Collect every line in the records below that contains the word "front".

━━━━

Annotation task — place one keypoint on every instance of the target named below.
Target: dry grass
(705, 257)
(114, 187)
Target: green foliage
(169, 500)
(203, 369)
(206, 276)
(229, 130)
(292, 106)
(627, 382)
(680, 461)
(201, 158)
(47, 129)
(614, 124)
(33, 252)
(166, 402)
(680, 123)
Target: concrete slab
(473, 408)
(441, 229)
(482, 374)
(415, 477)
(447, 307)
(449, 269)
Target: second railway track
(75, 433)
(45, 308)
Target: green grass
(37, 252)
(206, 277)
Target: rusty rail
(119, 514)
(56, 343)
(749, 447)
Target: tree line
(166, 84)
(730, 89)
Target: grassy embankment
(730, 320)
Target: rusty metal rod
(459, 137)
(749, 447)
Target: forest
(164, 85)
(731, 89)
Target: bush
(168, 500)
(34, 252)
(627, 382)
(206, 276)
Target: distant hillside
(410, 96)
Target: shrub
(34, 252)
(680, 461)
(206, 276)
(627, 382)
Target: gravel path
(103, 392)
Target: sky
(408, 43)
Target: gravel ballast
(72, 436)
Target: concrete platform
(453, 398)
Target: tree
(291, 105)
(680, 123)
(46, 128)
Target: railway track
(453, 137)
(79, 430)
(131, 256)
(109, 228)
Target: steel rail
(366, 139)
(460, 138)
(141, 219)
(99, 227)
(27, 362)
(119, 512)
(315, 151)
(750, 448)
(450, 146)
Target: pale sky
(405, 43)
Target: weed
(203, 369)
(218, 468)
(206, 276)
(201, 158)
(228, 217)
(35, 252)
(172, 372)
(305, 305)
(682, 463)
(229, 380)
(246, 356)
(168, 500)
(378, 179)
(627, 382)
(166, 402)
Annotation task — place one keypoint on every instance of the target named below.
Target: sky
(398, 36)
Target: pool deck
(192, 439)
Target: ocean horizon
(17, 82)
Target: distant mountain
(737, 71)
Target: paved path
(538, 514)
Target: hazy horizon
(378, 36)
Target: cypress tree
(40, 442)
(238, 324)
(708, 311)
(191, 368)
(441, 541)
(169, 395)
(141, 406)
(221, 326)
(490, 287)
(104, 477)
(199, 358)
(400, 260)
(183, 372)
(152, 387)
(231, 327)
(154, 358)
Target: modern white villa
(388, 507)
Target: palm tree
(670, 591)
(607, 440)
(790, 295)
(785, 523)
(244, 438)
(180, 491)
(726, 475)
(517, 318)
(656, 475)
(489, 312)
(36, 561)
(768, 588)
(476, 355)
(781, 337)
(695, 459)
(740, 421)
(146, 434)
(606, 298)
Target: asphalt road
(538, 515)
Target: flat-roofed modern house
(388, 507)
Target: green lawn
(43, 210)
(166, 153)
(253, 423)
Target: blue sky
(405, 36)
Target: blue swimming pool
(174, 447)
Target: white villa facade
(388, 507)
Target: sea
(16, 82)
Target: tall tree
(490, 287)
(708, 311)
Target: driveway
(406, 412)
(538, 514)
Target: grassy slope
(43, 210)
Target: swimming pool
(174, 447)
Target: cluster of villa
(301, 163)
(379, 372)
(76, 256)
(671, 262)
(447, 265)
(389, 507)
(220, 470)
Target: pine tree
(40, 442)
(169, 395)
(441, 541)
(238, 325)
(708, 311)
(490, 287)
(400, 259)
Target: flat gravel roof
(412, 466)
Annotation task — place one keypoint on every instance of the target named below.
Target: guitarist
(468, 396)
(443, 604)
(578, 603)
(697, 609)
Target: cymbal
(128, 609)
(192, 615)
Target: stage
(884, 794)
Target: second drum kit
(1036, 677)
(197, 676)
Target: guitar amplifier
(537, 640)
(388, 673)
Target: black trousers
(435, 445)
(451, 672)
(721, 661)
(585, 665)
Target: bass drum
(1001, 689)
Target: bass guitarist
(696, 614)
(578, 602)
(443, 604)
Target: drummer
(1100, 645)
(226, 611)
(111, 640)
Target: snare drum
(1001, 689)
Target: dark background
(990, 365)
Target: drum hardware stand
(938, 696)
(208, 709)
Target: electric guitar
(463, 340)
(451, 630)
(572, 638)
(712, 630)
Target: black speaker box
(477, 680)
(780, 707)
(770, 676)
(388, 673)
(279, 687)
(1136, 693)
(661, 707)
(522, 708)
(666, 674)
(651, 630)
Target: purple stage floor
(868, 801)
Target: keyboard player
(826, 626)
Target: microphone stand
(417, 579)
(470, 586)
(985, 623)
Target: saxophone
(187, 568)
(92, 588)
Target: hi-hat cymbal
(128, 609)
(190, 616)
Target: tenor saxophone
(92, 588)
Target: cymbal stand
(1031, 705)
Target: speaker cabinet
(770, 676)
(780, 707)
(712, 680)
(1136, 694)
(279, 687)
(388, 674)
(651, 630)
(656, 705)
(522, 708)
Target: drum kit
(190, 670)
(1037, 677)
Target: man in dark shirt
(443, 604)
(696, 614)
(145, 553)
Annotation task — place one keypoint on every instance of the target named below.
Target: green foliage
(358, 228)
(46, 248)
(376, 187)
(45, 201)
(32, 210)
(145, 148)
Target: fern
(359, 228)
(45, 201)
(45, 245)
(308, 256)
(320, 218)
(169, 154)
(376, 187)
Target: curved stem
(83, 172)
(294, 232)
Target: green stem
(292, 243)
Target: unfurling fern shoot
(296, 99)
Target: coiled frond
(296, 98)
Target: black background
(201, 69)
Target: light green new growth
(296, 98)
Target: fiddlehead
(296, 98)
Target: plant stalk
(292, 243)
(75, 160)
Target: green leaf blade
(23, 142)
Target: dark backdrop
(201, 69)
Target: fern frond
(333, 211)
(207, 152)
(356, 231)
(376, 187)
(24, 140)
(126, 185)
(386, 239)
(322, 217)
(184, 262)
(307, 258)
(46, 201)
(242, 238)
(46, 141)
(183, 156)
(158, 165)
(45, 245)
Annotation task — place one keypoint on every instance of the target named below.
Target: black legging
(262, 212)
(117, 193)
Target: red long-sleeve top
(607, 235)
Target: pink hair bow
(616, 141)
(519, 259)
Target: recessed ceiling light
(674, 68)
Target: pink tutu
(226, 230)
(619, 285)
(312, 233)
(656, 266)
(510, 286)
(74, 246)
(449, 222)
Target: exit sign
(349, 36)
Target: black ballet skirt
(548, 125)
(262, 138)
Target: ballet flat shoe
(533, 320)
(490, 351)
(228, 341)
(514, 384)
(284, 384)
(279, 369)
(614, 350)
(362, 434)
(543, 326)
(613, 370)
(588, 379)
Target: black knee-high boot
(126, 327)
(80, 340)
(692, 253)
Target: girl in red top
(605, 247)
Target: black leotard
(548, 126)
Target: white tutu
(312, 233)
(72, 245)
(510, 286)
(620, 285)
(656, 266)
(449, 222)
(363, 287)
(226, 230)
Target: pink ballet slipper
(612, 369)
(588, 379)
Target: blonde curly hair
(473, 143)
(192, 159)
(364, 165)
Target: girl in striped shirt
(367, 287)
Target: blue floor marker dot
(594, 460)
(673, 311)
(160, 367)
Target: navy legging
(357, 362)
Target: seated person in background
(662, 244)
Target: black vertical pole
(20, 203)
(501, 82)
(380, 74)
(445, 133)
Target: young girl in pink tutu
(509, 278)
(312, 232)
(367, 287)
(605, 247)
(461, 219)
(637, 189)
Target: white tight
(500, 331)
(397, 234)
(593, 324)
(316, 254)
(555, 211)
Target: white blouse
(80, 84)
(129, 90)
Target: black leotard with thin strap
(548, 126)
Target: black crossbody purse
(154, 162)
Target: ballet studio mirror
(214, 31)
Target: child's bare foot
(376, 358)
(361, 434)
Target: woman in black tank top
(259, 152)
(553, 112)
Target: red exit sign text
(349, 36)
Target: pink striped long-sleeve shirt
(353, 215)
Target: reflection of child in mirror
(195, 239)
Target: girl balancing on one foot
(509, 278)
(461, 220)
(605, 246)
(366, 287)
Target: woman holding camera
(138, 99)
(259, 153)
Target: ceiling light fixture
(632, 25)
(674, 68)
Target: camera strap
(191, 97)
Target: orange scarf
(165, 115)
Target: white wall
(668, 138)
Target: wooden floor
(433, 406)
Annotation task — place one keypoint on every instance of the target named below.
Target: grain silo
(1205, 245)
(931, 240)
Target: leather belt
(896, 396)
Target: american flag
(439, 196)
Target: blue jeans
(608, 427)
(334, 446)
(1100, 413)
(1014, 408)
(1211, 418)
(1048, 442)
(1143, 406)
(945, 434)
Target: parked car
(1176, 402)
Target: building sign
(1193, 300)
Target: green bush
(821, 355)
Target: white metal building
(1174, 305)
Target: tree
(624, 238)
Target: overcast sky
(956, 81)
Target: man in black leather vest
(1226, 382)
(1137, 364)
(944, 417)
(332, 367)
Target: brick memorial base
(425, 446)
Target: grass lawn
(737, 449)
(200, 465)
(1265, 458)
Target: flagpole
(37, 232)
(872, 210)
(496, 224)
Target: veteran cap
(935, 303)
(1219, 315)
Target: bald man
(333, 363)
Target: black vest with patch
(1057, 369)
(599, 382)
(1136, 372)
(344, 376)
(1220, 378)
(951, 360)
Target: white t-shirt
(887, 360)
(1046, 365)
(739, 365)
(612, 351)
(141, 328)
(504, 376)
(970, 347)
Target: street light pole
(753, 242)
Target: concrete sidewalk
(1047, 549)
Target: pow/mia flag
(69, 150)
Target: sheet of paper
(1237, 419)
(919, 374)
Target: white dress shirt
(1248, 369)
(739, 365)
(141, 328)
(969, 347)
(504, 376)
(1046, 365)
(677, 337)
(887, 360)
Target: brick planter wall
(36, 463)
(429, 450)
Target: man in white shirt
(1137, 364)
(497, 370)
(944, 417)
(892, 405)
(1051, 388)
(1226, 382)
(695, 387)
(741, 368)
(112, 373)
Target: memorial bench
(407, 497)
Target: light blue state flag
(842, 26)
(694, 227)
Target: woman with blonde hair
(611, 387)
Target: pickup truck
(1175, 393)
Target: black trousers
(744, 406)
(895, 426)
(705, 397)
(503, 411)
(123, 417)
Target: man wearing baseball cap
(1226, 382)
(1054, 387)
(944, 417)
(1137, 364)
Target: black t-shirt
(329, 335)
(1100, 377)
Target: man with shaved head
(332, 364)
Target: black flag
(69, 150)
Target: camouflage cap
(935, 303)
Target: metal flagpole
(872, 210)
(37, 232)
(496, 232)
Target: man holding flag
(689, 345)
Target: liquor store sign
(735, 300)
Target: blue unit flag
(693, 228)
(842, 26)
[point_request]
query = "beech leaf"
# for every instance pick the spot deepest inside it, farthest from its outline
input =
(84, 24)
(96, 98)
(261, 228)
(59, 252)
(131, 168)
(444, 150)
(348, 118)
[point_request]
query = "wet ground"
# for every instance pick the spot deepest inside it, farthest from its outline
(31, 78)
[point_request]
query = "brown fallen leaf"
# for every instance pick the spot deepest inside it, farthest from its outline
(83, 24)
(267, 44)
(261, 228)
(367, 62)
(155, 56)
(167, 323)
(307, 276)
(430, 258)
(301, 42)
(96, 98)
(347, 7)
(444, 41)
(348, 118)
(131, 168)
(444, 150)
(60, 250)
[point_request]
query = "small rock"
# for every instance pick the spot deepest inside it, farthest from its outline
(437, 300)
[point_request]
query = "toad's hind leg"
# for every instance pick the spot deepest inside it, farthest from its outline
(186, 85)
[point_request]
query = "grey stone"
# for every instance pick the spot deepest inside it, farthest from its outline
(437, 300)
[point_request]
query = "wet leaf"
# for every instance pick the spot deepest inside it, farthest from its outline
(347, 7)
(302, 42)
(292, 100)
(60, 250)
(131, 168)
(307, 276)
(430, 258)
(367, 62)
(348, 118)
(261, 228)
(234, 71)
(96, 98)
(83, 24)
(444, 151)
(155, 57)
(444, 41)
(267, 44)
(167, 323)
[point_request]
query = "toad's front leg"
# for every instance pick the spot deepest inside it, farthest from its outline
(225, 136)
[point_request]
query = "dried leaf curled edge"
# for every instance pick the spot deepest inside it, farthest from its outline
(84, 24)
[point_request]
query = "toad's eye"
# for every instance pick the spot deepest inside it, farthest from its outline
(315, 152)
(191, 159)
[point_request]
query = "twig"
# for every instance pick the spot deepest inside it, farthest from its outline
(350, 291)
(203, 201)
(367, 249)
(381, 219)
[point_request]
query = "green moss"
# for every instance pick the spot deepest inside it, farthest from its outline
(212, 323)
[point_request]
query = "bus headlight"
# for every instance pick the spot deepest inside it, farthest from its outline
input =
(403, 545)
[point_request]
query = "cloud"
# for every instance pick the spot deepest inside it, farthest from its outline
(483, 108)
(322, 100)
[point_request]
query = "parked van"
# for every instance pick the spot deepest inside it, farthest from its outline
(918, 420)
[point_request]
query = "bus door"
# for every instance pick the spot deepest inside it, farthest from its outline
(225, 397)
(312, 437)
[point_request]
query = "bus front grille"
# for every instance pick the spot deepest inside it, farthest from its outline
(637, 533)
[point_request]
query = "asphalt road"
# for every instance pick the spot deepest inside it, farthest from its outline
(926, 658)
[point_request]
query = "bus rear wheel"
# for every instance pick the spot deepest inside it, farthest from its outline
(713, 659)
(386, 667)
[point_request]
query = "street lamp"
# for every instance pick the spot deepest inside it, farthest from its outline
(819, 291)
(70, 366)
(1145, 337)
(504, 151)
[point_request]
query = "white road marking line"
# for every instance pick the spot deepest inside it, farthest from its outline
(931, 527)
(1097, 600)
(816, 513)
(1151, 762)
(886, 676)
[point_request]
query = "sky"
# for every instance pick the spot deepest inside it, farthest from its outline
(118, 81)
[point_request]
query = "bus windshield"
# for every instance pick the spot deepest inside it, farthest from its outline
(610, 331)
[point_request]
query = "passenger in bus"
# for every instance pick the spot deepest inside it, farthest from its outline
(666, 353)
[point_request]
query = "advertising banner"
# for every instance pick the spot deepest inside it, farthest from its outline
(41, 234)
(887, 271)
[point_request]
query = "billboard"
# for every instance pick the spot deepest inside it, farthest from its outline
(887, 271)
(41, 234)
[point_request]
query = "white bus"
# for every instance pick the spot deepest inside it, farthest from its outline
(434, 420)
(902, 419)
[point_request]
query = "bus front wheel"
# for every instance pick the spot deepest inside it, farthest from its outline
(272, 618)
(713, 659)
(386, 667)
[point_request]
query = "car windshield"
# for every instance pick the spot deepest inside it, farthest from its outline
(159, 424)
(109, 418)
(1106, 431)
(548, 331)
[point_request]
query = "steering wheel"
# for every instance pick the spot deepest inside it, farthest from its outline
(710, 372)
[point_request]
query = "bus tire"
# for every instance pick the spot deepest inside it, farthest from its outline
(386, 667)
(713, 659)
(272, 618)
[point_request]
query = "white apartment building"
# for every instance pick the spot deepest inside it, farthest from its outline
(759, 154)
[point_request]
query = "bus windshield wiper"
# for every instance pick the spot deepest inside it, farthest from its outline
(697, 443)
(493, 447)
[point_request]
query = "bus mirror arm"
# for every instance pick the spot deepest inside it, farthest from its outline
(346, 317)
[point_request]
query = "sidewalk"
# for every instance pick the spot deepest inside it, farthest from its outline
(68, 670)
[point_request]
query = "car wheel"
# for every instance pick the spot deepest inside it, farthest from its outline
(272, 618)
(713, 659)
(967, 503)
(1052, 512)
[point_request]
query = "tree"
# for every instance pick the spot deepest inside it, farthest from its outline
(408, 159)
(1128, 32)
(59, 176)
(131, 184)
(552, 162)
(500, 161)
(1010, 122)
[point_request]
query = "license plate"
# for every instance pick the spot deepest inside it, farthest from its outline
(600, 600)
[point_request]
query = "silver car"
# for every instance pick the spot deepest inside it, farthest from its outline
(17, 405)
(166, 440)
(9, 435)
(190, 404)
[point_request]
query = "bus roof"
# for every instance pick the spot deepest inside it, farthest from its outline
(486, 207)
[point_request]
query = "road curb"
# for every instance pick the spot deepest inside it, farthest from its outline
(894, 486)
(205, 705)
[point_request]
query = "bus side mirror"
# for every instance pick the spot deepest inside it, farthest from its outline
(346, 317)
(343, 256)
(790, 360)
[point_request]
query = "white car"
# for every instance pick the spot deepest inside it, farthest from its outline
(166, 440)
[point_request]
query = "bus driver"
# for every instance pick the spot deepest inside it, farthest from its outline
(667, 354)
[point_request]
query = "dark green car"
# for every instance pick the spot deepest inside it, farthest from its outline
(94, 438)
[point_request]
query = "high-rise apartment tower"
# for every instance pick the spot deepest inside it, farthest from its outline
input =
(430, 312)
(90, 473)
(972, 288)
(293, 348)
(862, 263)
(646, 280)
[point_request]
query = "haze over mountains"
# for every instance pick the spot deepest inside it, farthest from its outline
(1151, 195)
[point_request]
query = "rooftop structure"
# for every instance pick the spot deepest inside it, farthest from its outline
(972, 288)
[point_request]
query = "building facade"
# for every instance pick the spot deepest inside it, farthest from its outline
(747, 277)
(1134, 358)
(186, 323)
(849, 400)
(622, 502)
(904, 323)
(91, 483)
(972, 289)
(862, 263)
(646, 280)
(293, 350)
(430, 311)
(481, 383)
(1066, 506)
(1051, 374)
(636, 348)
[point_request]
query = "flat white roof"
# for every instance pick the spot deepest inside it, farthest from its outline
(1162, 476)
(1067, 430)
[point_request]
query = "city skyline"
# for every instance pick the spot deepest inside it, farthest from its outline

━━━━

ANSWER BELOW —
query = "toad's front leg"
query = "bus front grille"
query = "bus front wheel"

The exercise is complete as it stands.